▶ **WHAT YOU SHOULD DO**
Top to bottom, give the entries again exactly as written.

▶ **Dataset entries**
┌────────

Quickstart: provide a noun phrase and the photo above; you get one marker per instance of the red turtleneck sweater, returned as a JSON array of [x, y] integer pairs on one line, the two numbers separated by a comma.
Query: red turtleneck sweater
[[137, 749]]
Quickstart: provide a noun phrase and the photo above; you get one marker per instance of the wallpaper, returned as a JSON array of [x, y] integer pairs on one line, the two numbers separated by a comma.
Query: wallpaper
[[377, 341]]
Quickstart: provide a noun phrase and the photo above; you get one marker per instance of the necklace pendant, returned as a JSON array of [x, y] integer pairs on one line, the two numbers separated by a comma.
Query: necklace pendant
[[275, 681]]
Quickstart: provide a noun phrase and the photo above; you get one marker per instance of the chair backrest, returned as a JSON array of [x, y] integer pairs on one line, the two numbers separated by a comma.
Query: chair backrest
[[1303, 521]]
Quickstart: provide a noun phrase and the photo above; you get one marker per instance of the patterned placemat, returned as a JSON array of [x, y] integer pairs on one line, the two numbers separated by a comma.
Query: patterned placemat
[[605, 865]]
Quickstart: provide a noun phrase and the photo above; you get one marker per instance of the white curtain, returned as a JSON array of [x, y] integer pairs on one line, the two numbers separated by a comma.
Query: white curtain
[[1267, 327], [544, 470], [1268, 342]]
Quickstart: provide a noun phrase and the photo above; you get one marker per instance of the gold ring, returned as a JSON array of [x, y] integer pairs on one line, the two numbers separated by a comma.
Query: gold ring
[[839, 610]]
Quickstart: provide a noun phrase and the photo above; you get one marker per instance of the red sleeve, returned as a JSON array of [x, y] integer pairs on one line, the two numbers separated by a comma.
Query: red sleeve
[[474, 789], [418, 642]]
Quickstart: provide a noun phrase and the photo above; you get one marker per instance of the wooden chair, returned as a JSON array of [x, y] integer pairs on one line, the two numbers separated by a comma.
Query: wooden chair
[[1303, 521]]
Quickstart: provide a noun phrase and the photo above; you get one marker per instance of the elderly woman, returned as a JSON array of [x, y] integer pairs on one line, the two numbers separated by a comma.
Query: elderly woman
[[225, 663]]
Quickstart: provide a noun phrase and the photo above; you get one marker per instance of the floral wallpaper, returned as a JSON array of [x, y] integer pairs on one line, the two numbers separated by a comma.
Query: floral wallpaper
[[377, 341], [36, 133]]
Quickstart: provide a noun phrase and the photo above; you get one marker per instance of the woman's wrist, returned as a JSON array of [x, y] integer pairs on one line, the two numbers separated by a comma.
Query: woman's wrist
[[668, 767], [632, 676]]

└────────

▶ **ANSWER SPACE**
Quickstart: provide a noun phrase and the photo above; you get one marker per instance of the red turtleneck sweater, returned as a JSON array of [x, y] integer pairs on one line, the two numbers separated by a comma.
Query: red turtleneck sweater
[[137, 749]]
Quickstart: provide a noun phrase and the photo above; you get one marker per instance of the wallpaper, returned as a JSON array of [x, y] integer pairs on one line, the two numbers separated by a comma.
Query: wallpaper
[[377, 341]]
Quickstart: provide a noun phrase and the photo above; you get one marker per instance of the necklace pendant, returned as a JSON array of [x, y] integer pairs on one line, the two numbers separated by a comma.
Query: necklace pendant
[[275, 681]]
Quickstart: provide a noun phrase and the photo above; you get one marker per instance of the chair backrest, returned as a JSON array of [x, y] integer pairs on one line, the two numbers separated by a comma.
Query: chair backrest
[[1303, 521]]
Quickstart: provide a noun phrase and the photo above; you get one marker per instance of the patterned placemat, returned as a JSON array of [x, y] integer pairs on one line, the two numbers separated by a comma.
Query: patterned placemat
[[605, 865]]
Quickstart: provide a noun phrase and the photo above; you get one marker per instance of the white curtain, returned as a JSON array of [x, y] integer pairs on one line, the two numbers separated by a comma.
Query: white curtain
[[1267, 327], [544, 470], [1268, 342]]
Quickstart: provide a noun phrase and the photo above; you get one marker per instance of the gold ring, returned as a JSON array of [x, y] integer pairs on one line, the two numbers separated by a comma.
Query: gold ring
[[839, 610]]
Quickstart: provide a noun phrase and the photo above; you get one marker per instance of the red sleeve, returned as a JSON array of [x, y] integer pairs on one line, the two numbers separated by a comma.
Query: red sleeve
[[474, 789], [418, 642]]
Quickstart: provide a noun phrase and the photo above; you get one marker per instance of the wooden chair, returned as a JSON array of [x, y] integer pairs on one line, the two numbers separated by a comma.
Query: wooden chair
[[1303, 521]]
Quickstart: provide a noun phrase and the photo above; you get one marker per instance of the elderly woman, returned as a JSON array of [x, y] integer pairs on one line, the two numbers separated by a comma.
Query: elderly woman
[[225, 663]]
Quickstart: provide a noun phrase and the photo above; you get one marker per instance of the floral wallpaper, returned as a JSON array of [x, y] integer pairs on one line, the two numbers separated by a comma.
Query: floral wallpaper
[[377, 341], [36, 133]]
Quickstart: provide a noun phrase and the photo above; you get one marker per instance of the woman's wrist, returned as a JSON array of [x, y] integer pairs on one line, the two numbers separated by a comma.
Query: woman's wrist
[[668, 767], [632, 676]]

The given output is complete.